SOURCE EXTRACT
^^^^
Stenographer Training

To become a court reporter it takes an average of 33 months of schooling and training. Stenography is usually offered as an associate's degree in court reporting, although you can also pursue a bachelor's degree. Some of the courses you will take for an AA degree are terminology, machine shorthand, transcription and auditory language skills. Like other technical college programs besides the training, you will need to take some required college courses. To graduate you will need to pass all of the speed tests on your steno writer. A good court reporter will need to be able to concentrate for long periods of time and have a strong legal vocabulary. Court reporters spend hours taking down testimony verbatim and then they create a written transcript. Stenographers will need to have a technical knowledge of their machines and the software required for their profession.

There are stenography specializations, such as engineering, closed captioning for the hearing impaired and medicine. Make sure the training program you are considering offers the specialty you are interested in. Graduation requirements usually include an internship with a licensed and practicing court reporter. Any stenography training program you are considering should be NCRA (National Court Reporters Association) certified. You can research this on their website: NCRAonline.org.
^^^^
INSTRUCTIONS
1. Write out the stenographer training text starting at the words "There are stenography" and stopping after the words "their website: NCRAonline.org.".
2. Decide whether each statement below agrees with the stenographer training text. Answer yes or no, and quote the words from the text that decide it.
(a) Stenography is usually offered as a bachelor's degree.
(b) Graduation requirements usually include an internship with a licensed and practicing court reporter.
(c) Becoming a court reporter takes an average of 33 months of schooling and training.
3. Translate this sentence from the stenographer training text into Spanish: "Court reporters spend hours taking down testimony verbatim and then they create a written transcript."

EXCERPTED DATA
^^^^
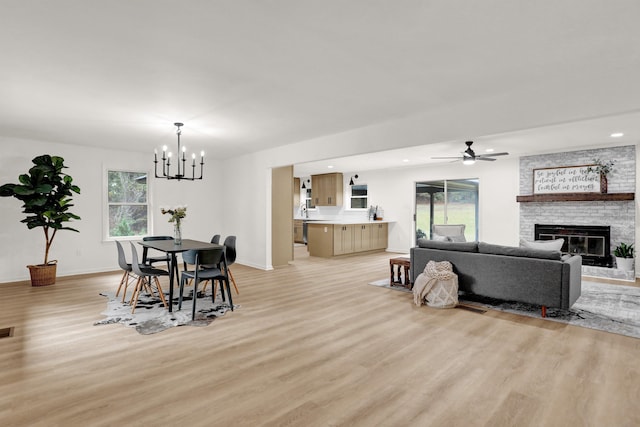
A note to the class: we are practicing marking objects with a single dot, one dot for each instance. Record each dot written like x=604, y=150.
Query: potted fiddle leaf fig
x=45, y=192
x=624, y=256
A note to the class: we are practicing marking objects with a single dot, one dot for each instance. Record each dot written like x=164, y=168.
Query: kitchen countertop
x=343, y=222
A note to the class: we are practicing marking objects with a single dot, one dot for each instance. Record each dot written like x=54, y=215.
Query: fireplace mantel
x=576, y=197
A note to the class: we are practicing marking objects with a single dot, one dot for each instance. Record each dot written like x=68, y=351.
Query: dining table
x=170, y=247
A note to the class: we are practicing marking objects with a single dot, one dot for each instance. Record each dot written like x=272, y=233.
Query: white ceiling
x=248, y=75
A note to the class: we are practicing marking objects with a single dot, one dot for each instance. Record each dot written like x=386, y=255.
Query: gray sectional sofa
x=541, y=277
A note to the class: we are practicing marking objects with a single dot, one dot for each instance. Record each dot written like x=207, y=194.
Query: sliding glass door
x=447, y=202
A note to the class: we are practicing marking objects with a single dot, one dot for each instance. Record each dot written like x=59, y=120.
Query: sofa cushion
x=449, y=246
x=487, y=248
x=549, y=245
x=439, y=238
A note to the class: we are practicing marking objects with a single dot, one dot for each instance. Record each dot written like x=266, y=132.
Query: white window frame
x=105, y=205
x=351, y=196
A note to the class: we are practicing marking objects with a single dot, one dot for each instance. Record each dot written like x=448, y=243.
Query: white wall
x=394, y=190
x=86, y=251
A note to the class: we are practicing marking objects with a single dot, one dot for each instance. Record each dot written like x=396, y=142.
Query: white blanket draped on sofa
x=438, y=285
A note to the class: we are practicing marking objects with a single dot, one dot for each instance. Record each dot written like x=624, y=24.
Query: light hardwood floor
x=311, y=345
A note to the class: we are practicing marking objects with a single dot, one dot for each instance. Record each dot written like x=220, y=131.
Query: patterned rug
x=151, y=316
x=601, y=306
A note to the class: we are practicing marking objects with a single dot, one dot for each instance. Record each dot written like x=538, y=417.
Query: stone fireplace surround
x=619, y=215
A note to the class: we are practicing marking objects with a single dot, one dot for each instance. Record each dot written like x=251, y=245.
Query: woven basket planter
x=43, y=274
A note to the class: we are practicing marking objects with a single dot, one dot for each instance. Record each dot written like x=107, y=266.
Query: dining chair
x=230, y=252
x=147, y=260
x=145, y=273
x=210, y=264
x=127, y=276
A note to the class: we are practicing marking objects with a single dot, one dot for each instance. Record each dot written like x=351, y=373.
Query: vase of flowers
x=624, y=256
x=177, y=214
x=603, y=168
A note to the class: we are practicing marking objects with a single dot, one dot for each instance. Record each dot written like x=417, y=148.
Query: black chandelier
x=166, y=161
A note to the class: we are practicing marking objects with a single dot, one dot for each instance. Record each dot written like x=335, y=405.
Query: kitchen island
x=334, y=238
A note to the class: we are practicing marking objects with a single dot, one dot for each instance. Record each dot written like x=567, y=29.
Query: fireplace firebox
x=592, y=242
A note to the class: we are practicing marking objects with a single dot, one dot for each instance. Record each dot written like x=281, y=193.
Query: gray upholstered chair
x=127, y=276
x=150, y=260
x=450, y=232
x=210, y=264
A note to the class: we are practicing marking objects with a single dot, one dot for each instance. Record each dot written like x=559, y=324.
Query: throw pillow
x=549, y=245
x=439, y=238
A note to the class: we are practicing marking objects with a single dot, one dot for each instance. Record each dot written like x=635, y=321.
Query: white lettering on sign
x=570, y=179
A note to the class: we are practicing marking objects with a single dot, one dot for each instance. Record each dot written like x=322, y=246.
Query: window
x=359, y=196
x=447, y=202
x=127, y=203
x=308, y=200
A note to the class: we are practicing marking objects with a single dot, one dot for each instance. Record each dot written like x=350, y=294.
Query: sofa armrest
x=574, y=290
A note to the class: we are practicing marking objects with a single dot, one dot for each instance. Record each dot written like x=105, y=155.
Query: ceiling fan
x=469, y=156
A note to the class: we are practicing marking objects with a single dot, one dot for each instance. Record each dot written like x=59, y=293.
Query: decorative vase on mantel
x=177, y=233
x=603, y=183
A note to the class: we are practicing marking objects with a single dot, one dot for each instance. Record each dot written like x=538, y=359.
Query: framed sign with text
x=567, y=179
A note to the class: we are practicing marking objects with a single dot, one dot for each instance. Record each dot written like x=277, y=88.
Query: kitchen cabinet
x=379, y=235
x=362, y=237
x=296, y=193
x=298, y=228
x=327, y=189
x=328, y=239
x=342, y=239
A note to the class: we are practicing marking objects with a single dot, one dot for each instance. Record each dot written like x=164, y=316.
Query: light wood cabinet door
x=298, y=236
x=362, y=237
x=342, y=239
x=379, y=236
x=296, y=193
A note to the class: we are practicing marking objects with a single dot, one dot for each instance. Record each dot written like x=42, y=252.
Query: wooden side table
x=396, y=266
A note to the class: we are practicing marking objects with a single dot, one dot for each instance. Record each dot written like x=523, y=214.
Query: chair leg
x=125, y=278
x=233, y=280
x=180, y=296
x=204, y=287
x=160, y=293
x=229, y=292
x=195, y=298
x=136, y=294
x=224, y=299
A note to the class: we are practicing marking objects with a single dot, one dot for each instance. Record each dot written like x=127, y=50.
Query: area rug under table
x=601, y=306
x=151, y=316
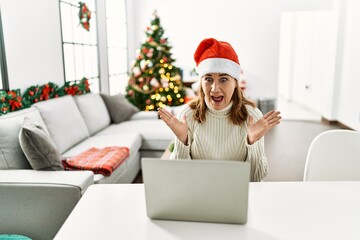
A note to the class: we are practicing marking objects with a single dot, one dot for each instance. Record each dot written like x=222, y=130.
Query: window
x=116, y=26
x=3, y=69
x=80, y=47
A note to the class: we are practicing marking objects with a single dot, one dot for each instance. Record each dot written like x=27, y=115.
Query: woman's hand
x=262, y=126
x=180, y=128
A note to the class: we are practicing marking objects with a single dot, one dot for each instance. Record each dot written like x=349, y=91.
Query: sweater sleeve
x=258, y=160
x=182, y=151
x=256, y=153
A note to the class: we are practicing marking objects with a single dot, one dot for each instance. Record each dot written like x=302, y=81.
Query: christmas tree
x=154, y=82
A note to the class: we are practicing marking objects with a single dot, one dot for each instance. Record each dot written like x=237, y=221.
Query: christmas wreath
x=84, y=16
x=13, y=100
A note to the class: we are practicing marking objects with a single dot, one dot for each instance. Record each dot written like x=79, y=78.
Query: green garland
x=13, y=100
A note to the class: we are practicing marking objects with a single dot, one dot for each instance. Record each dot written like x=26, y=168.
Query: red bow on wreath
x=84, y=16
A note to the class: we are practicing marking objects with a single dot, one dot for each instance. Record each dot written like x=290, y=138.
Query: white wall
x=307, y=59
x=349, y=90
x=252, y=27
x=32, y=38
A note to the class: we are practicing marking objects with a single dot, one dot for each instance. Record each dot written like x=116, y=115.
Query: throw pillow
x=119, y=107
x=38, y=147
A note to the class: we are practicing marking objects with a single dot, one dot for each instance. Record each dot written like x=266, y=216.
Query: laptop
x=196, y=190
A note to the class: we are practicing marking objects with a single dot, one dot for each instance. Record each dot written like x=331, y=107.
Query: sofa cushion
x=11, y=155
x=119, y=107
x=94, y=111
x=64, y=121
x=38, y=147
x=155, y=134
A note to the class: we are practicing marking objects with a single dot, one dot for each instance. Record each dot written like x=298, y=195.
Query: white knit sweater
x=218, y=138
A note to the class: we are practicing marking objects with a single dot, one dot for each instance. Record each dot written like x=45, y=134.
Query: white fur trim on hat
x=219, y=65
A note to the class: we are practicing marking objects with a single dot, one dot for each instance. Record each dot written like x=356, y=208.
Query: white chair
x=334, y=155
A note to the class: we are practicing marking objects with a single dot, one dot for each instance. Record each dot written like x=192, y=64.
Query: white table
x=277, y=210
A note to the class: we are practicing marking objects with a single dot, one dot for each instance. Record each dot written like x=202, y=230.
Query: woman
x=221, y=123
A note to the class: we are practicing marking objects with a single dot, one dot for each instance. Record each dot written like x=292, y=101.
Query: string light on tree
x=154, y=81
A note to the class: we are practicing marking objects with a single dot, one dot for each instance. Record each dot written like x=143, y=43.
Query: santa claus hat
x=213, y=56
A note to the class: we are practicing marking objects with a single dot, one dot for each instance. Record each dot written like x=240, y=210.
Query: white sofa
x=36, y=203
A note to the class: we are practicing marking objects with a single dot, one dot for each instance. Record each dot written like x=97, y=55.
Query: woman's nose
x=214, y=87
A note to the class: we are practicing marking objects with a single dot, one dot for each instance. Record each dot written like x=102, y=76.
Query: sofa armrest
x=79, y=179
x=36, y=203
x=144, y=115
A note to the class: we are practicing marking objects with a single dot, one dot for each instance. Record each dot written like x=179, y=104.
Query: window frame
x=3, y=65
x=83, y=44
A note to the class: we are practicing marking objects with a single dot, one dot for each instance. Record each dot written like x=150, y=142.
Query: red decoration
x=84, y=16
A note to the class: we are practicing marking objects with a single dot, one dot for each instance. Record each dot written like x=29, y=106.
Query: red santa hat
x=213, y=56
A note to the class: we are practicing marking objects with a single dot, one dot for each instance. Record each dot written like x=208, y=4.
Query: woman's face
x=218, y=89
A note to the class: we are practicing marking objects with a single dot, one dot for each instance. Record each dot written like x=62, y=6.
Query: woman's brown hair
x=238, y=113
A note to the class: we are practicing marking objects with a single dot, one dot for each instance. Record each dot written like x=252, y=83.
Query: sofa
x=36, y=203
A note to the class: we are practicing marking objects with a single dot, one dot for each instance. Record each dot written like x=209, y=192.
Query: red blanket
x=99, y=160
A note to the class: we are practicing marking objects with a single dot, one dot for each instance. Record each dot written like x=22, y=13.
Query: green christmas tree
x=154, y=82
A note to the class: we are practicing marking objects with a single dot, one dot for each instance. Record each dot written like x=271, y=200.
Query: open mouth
^^^^
ANSWERS TO THIS EXERCISE
1.
There are stenography specializations, such as engineering, closed captioning for the hearing impaired and medicine. Make sure the training program you are considering offers the specialty you are interested in. Graduation requirements usually include an internship with a licensed and practicing court reporter. Any stenography training program you are considering should be NCRA (National Court Reporters Association) certified. You can research this on their website: NCRAonline.org.

2.
(a) No: "Stenography is usually offered as an associate's degree in court reporting, although you can also pursue a bachelor's degree."
(b) Yes: "Graduation requirements usually include an internship with a licensed and practicing court reporter."
(c) Yes: "To become a court reporter it takes an average of 33 months of schooling and training."

3. Los taquígrafos judiciales pasan horas tomando testimonios palabra por palabra y luego crean una transcripción escrita.